Your instructions: Every line of the material must be given again verbatim. Skip the images.

----- Provided information -----

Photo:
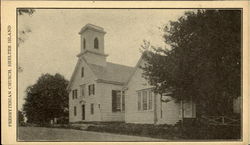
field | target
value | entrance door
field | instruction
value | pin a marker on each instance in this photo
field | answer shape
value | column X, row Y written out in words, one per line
column 83, row 112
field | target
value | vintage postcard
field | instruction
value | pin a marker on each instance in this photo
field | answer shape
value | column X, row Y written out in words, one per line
column 99, row 72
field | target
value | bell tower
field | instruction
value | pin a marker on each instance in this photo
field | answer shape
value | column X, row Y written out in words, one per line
column 92, row 44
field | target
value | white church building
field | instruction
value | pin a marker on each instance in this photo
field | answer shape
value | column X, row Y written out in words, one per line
column 101, row 91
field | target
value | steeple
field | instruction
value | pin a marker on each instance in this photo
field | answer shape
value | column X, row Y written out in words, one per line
column 92, row 44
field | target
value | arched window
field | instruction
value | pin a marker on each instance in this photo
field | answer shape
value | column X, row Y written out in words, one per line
column 84, row 43
column 96, row 43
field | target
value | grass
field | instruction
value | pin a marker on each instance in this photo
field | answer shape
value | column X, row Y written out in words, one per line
column 194, row 132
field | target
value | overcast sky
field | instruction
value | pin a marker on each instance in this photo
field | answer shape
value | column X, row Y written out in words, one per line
column 54, row 42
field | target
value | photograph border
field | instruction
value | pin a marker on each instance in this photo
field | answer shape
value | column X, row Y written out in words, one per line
column 169, row 141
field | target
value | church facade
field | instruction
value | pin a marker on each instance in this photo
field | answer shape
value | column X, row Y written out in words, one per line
column 105, row 92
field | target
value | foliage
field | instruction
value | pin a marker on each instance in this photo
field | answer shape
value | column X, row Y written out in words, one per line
column 23, row 11
column 46, row 99
column 23, row 32
column 204, row 61
column 20, row 118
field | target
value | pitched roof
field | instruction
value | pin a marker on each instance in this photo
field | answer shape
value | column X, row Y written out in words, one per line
column 112, row 72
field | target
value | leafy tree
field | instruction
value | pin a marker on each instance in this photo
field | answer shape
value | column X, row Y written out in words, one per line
column 47, row 99
column 20, row 117
column 23, row 32
column 204, row 61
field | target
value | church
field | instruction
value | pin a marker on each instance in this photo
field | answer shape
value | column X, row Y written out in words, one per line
column 102, row 91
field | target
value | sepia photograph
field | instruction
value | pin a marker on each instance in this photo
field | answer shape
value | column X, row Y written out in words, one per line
column 129, row 74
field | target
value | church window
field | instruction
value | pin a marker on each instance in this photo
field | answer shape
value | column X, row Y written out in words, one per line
column 118, row 101
column 92, row 109
column 91, row 89
column 96, row 43
column 84, row 43
column 145, row 100
column 82, row 90
column 75, row 111
column 82, row 72
column 74, row 94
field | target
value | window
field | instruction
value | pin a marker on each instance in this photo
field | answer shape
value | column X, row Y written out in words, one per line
column 84, row 43
column 123, row 101
column 92, row 109
column 75, row 111
column 74, row 94
column 82, row 72
column 91, row 89
column 82, row 87
column 145, row 100
column 139, row 100
column 96, row 43
column 118, row 101
column 150, row 100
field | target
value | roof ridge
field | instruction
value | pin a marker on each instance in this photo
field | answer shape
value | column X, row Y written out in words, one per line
column 120, row 64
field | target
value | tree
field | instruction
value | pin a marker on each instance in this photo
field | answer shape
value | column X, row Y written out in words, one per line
column 204, row 61
column 23, row 32
column 20, row 118
column 47, row 99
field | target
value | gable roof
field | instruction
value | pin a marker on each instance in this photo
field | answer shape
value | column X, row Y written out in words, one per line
column 114, row 73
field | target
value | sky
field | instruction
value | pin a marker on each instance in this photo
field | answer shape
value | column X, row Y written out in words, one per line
column 53, row 43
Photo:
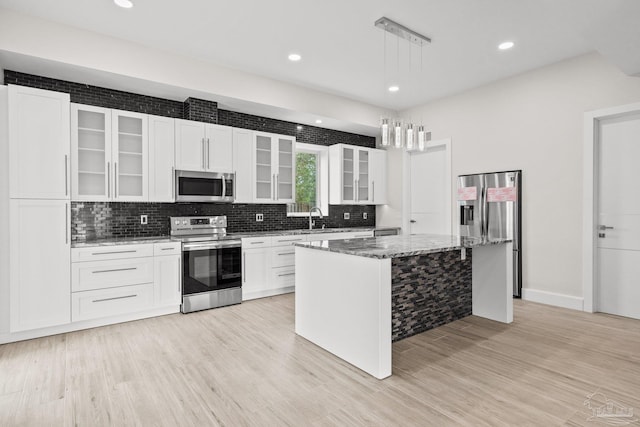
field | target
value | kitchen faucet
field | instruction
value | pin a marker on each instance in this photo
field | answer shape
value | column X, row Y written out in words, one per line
column 315, row 208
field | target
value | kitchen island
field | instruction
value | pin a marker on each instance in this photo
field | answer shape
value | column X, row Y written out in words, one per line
column 355, row 297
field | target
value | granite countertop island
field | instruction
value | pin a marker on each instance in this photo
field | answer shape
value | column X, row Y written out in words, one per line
column 400, row 246
column 355, row 297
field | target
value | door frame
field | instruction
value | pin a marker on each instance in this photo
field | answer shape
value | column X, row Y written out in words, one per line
column 591, row 149
column 406, row 216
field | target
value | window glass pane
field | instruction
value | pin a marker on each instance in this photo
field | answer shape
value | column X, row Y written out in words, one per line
column 306, row 182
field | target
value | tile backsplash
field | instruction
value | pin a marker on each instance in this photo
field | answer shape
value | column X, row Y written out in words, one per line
column 97, row 220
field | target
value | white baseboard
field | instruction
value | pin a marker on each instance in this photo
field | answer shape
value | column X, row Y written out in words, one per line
column 552, row 298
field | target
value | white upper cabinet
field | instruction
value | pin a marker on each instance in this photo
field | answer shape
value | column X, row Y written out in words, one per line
column 242, row 165
column 130, row 156
column 274, row 168
column 161, row 159
column 39, row 265
column 203, row 147
column 354, row 174
column 109, row 154
column 39, row 146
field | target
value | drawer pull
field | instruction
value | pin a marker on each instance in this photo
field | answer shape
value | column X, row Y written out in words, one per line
column 114, row 298
column 114, row 252
column 115, row 269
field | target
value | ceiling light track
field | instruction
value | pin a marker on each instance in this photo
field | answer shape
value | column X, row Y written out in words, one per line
column 401, row 31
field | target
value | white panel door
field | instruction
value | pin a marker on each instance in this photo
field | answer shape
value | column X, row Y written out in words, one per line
column 39, row 144
column 190, row 145
column 39, row 264
column 219, row 148
column 431, row 190
column 167, row 272
column 161, row 159
column 619, row 212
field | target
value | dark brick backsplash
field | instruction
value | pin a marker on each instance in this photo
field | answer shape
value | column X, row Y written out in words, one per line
column 103, row 220
column 97, row 220
column 99, row 96
column 428, row 291
column 200, row 110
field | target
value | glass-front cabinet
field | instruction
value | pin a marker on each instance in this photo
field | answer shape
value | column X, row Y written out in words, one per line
column 274, row 162
column 109, row 154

-----

Solved exercise:
Photo:
field | target
value | entrance door
field | instruction
value | pin a marker on each instance in this photo
field | answer shape
value | column X, row Y written out in words, one per line
column 83, row 112
field | target
value | vintage postcard
field | instruction
value | pin a marker on each instance in this photo
field | answer shape
value | column X, row Y written out in words, one per line
column 99, row 72
field | target
value | bell tower
field | instruction
value | pin a marker on each instance in this photo
field | answer shape
value | column X, row Y written out in words, one per line
column 92, row 44
field | target
value | white church building
field | instruction
value | pin a marker on each instance in this photo
field | answer shape
value | column X, row Y written out in words, one per line
column 101, row 91
field | target
value | steeple
field | instruction
value | pin a marker on each instance in this photo
field | answer shape
value | column X, row Y written out in words, one per line
column 92, row 44
field | target
value | arched window
field | instruction
value | pin a marker on each instance in this photo
field | answer shape
value | column X, row Y written out in words, one per line
column 84, row 43
column 96, row 43
field | target
value | grass
field | instruction
value | pin a marker on each instance in this photo
field | answer shape
value | column X, row Y written out in words, one per line
column 194, row 132
field | target
value | overcast sky
field | instruction
value | pin a marker on each instance in this photo
field | answer shape
value | column X, row Y written out in words, one per line
column 54, row 42
field | target
value | photograph border
field | instruction
value | pin a marker on each instance in this photo
field | answer shape
value | column X, row Y written out in words, one per line
column 169, row 141
field | target
value | church facade
field | instruction
value | pin a marker on each instance in this photo
field | answer shape
value | column X, row Y written out in words, one per line
column 105, row 92
field | target
value | foliage
field | instruction
value | pin a marker on each instance in this photo
field | answer shape
value | column X, row Y written out in words, one per line
column 23, row 11
column 46, row 99
column 23, row 32
column 204, row 61
column 20, row 118
field | target
value | pitched roof
field | instruction
value | pin a marker on each instance in this photo
field | answer shape
value | column X, row Y written out in words, one per line
column 112, row 72
field | target
value | leafy tree
field | instruction
value | pin a marker on each instance in this photo
field | answer shape
value | column X, row Y written out in words, one per line
column 47, row 99
column 20, row 117
column 23, row 32
column 204, row 61
field | target
value | church
field | instruction
value | pin a marker on each instance in this photo
field | answer shape
value | column X, row Y written out in words, one per line
column 102, row 91
field | target
value | sepia photograph
field | instruction
value | pin a marker on each instance in this photo
field | answer shape
value | column X, row Y written out in words, one per line
column 129, row 74
field | target
value | church window
field | instruction
value | pin a marker on each instance in this photo
field | answer shape
value | column X, row Y written out in words, one per line
column 118, row 101
column 92, row 109
column 91, row 89
column 96, row 43
column 84, row 43
column 145, row 100
column 82, row 90
column 75, row 111
column 82, row 72
column 74, row 94
field | target
value | window
field | instruction
value | pin a marker on each instance in this photo
field | answer shape
value | column X, row Y written out in words, one per line
column 84, row 43
column 123, row 101
column 92, row 109
column 75, row 111
column 74, row 94
column 82, row 72
column 91, row 89
column 82, row 87
column 145, row 100
column 139, row 100
column 96, row 43
column 118, row 101
column 150, row 100
field | target
value | roof ridge
field | instruction
value | pin a marker on each instance in this photo
field | answer shape
value | column X, row Y written out in words, one per line
column 120, row 64
field | target
value | tree
field | instruction
value | pin a marker on each instance in this photo
field | answer shape
value | column X, row Y written out in words, one per line
column 204, row 61
column 23, row 32
column 20, row 118
column 47, row 99
field | target
value | gable roof
field | instruction
value | pin a marker on each instance in this photo
field | answer shape
value | column X, row Y written out in words, one per line
column 114, row 73
field | target
value | sky
field | instruction
value | pin a marker on each instance in this photo
field | answer shape
value | column X, row Y written out in words, one per line
column 53, row 43
Photo:
field | target
value | kitchen faucet
field | instruction
value | pin a marker on each instance in this photo
field | answer shape
value | column X, row Y written out in words, one per line
column 315, row 208
field | target
value | kitchen island
field | instruction
value | pin a marker on each instance in this photo
field | answer shape
value | column X, row Y written out in words, one per line
column 355, row 297
field | target
value | granite countertop island
field | instruction
value | pin a marker on each instance in this photo
field | answer shape
value | column X, row Y written out in words, one per line
column 400, row 246
column 355, row 297
field | target
value | door frame
field | instruction
value | pin a marker on each instance in this photo
field | answer shape
value | column X, row Y written out in words, one per line
column 591, row 149
column 406, row 216
field | target
value | window glass pane
field | instruction
value | pin a marker on each instance in this photo
field | answer shape
value | column X, row Y written out in words, one per line
column 306, row 182
field | target
value | tile backsplash
field | instruction
value | pin a marker on each instance in this photo
field | answer shape
value | column X, row Y written out in words, one per line
column 97, row 220
field | target
value | white baseboard
field | instruction
value | pin a marker on each instance in this photo
field | answer shape
value | column X, row Y written out in words, one per line
column 552, row 298
field | target
value | white upper cabinet
field | instruction
value | pin a marker on each instance in this photo
field | answer shape
value | column X, row Y written out in words, one per line
column 242, row 165
column 130, row 156
column 274, row 168
column 161, row 159
column 39, row 265
column 203, row 147
column 354, row 174
column 109, row 154
column 39, row 146
field | target
value | drawer pull
field | instruction
value | pin a marker on each instance in this photo
field | answer shape
value | column X, row Y written out in words, one per line
column 114, row 298
column 114, row 252
column 115, row 269
field | target
value | ceiling light track
field | instruction
value | pin a marker on each instance in this photo
field | answer shape
value | column X, row Y written out in words, one per line
column 401, row 31
field | target
value | white panel door
field | instruction
value | pin a marker on each instance in this photo
field | answer shape
value | column X, row Y written out in words, one per line
column 39, row 144
column 190, row 145
column 39, row 264
column 219, row 148
column 431, row 190
column 167, row 272
column 161, row 159
column 619, row 212
field | target
value | dark brick backsplash
field | instruction
value | pin a marker on each instance in this photo
field | answer shape
value | column X, row Y written out in words, one per line
column 103, row 220
column 97, row 220
column 99, row 96
column 428, row 291
column 200, row 110
field | target
value | glass-front cabinet
field | instruction
value | pin a marker on each instance in this photo
field | answer shape
value | column X, row Y written out in words, one per line
column 274, row 162
column 109, row 154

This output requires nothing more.